▼

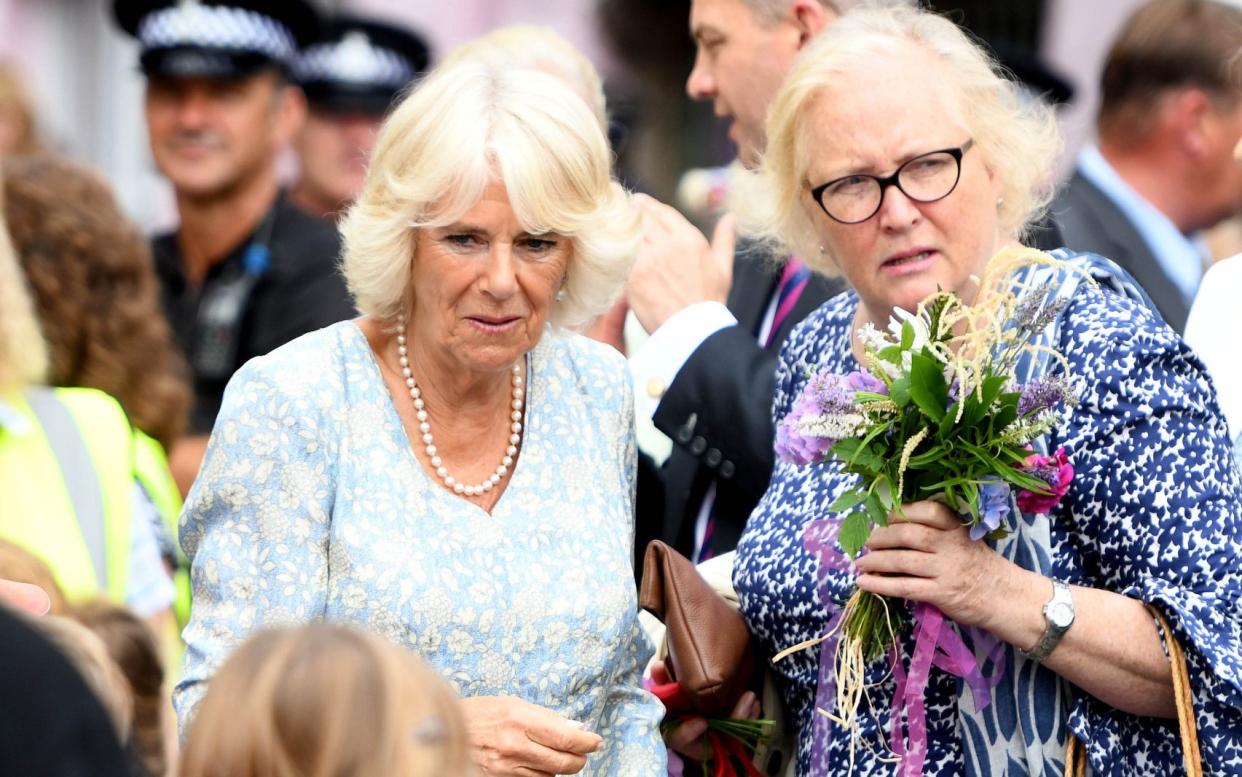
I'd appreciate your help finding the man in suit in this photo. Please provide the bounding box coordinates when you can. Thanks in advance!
[1052,0,1242,331]
[627,0,842,572]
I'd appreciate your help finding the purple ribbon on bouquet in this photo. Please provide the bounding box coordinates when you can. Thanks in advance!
[802,520,1005,777]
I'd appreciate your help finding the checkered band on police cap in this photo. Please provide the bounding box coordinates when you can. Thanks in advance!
[138,2,298,65]
[293,30,416,89]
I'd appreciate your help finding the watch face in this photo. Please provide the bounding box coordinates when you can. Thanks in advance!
[1048,602,1074,628]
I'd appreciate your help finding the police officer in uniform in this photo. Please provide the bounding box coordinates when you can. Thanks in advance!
[114,0,354,490]
[289,14,430,220]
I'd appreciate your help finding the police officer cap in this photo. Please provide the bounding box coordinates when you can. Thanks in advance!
[113,0,319,78]
[293,15,430,115]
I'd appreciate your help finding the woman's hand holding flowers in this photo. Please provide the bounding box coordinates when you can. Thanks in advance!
[854,501,1017,628]
[462,696,604,777]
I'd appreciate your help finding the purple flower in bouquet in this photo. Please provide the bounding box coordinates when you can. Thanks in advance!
[846,371,888,396]
[1017,448,1074,515]
[970,475,1010,541]
[776,408,837,467]
[776,372,864,465]
[1017,375,1074,418]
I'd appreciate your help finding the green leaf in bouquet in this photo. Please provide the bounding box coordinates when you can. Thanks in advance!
[888,375,910,407]
[874,475,895,511]
[992,391,1021,432]
[832,439,884,473]
[828,489,867,513]
[961,375,1007,427]
[854,391,889,405]
[996,459,1048,494]
[878,345,902,365]
[863,492,889,526]
[982,375,1009,410]
[984,526,1013,542]
[905,444,945,469]
[961,480,979,526]
[902,321,914,351]
[837,513,871,559]
[910,353,949,423]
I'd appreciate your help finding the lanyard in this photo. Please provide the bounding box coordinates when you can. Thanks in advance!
[190,202,279,380]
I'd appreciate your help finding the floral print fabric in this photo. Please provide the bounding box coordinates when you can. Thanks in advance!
[734,250,1242,777]
[174,321,664,777]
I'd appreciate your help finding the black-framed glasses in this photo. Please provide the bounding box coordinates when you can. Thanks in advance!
[811,138,975,223]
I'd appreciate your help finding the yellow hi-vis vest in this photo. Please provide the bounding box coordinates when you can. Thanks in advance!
[0,387,134,604]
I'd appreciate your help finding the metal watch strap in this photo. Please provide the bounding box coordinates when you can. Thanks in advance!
[1018,580,1074,662]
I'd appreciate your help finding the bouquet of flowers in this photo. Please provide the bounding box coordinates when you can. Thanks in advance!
[646,680,775,777]
[776,249,1076,769]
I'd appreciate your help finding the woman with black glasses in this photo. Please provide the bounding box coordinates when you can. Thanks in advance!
[734,7,1242,776]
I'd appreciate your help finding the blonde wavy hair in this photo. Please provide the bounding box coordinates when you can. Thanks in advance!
[443,25,609,132]
[0,177,47,392]
[340,60,641,328]
[737,5,1061,276]
[180,623,474,777]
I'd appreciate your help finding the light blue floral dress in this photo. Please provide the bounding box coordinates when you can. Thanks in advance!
[174,321,664,777]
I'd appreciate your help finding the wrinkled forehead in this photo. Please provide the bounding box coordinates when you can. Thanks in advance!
[689,0,764,37]
[797,55,970,180]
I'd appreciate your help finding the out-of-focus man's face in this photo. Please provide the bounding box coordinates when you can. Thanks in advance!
[294,110,381,207]
[686,0,801,166]
[145,72,302,200]
[1200,98,1242,228]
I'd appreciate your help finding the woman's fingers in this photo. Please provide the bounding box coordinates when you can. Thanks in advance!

▲

_TASK DIRECTIONS:_ Put the lines above, from the line with "I'd appreciate your help finding the bouquet" up to and including the line with "[734,7,1242,776]", into a Markdown table with the columns Row and Line, skipping blank lines.

_WRITTEN SOLUTION:_
| Row | Line |
|---|---|
| 1 | I'd appreciate your help finding the bouquet of flowers in this photo. Please provide the bounding box coordinates when you can. Thanks in advance! |
| 2 | [646,680,775,777] |
| 3 | [776,249,1076,769] |
| 4 | I'd appreciate your help finding the woman with black glasses in this photo. Please provide the bounding box coordinates when you can. Thanks in advance! |
| 5 | [734,7,1242,776] |